▸ TASK INPUT
━━━━━━━━

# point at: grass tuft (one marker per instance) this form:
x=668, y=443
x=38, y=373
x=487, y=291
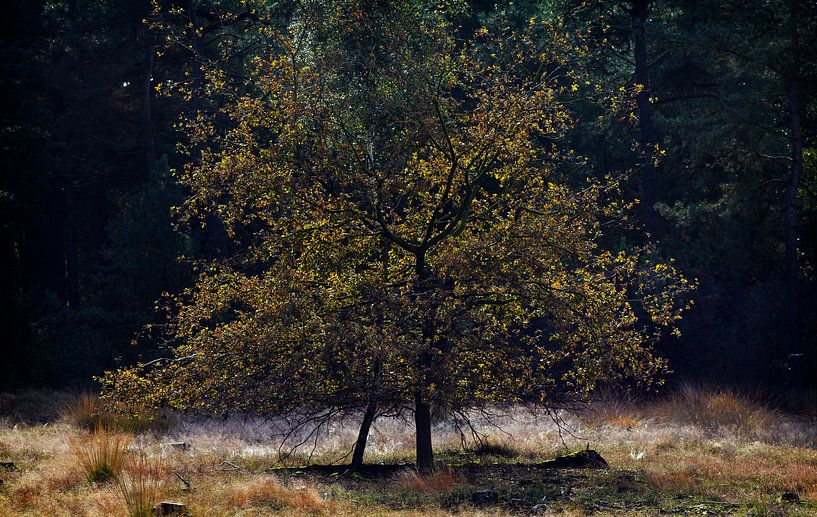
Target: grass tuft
x=102, y=455
x=140, y=483
x=268, y=491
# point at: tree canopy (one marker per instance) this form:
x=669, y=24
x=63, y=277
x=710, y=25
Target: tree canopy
x=407, y=228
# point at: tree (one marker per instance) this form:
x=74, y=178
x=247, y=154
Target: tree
x=409, y=238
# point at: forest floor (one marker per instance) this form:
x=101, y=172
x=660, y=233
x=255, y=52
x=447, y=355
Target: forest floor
x=696, y=453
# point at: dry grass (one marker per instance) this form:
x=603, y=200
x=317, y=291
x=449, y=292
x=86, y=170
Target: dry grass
x=706, y=444
x=140, y=483
x=716, y=410
x=102, y=455
x=267, y=491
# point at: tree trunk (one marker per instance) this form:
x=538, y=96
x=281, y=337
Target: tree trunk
x=147, y=115
x=422, y=408
x=363, y=435
x=795, y=353
x=70, y=247
x=422, y=422
x=647, y=134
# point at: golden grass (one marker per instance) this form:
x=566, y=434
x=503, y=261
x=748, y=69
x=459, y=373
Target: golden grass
x=102, y=455
x=269, y=491
x=715, y=409
x=724, y=453
x=140, y=482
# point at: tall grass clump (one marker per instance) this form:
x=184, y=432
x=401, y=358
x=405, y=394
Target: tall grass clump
x=102, y=455
x=717, y=409
x=88, y=412
x=140, y=482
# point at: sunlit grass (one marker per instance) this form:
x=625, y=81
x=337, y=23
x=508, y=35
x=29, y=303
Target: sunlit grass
x=738, y=451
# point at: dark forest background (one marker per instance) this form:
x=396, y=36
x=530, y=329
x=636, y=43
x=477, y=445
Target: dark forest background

━━━━━━━━

▸ YOUR GOAL
Could you turn every line of the items above into a JSON list of strings, one string per line, with blank lines dropped and the pictures left out?

▸ ANSWER TO THIS PROBLEM
[
  "# point at: grass tuft (one marker per instance) this form:",
  "x=668, y=443",
  "x=38, y=373",
  "x=487, y=291",
  "Target: grass tuft",
  "x=102, y=455",
  "x=140, y=483",
  "x=268, y=491",
  "# point at: tree canopy (one marker per instance) this form:",
  "x=669, y=24",
  "x=63, y=277",
  "x=710, y=25",
  "Target: tree canopy",
  "x=407, y=228",
  "# point at: tree (one marker per instance) this form:",
  "x=74, y=178",
  "x=247, y=154",
  "Target: tree",
  "x=409, y=238",
  "# point at: forest floor (one marker per instance) this form:",
  "x=101, y=172",
  "x=660, y=233",
  "x=255, y=52",
  "x=447, y=355",
  "Target: forest floor",
  "x=696, y=453",
  "# point at: dry grass (one marker per instance) this form:",
  "x=603, y=200",
  "x=317, y=291",
  "x=449, y=292",
  "x=86, y=170",
  "Target: dry grass",
  "x=706, y=444",
  "x=140, y=483",
  "x=716, y=410",
  "x=102, y=455",
  "x=267, y=491",
  "# point at: tree trunk (one marker per instance) this form:",
  "x=538, y=96",
  "x=281, y=337",
  "Target: tree trunk",
  "x=147, y=115",
  "x=422, y=408",
  "x=363, y=435",
  "x=795, y=353",
  "x=70, y=247",
  "x=422, y=422",
  "x=647, y=134",
  "# point at: golden grass (one marker per instance) this form:",
  "x=566, y=434",
  "x=503, y=261",
  "x=748, y=69",
  "x=459, y=373",
  "Target: golden grass",
  "x=102, y=455",
  "x=269, y=491",
  "x=715, y=409",
  "x=724, y=453",
  "x=140, y=482",
  "# point at: tall grass clump (one marker per instance) this form:",
  "x=184, y=432",
  "x=401, y=358",
  "x=405, y=394",
  "Target: tall grass clump",
  "x=102, y=455",
  "x=717, y=409",
  "x=88, y=412",
  "x=140, y=482",
  "# point at: sunlit grass (one marker per instance) this form:",
  "x=625, y=81",
  "x=337, y=23",
  "x=508, y=35",
  "x=29, y=303",
  "Target: sunlit grass",
  "x=738, y=451",
  "# point at: dark forest background (one marker per instance) this form:",
  "x=396, y=36",
  "x=530, y=329",
  "x=636, y=43",
  "x=477, y=445",
  "Target: dark forest background"
]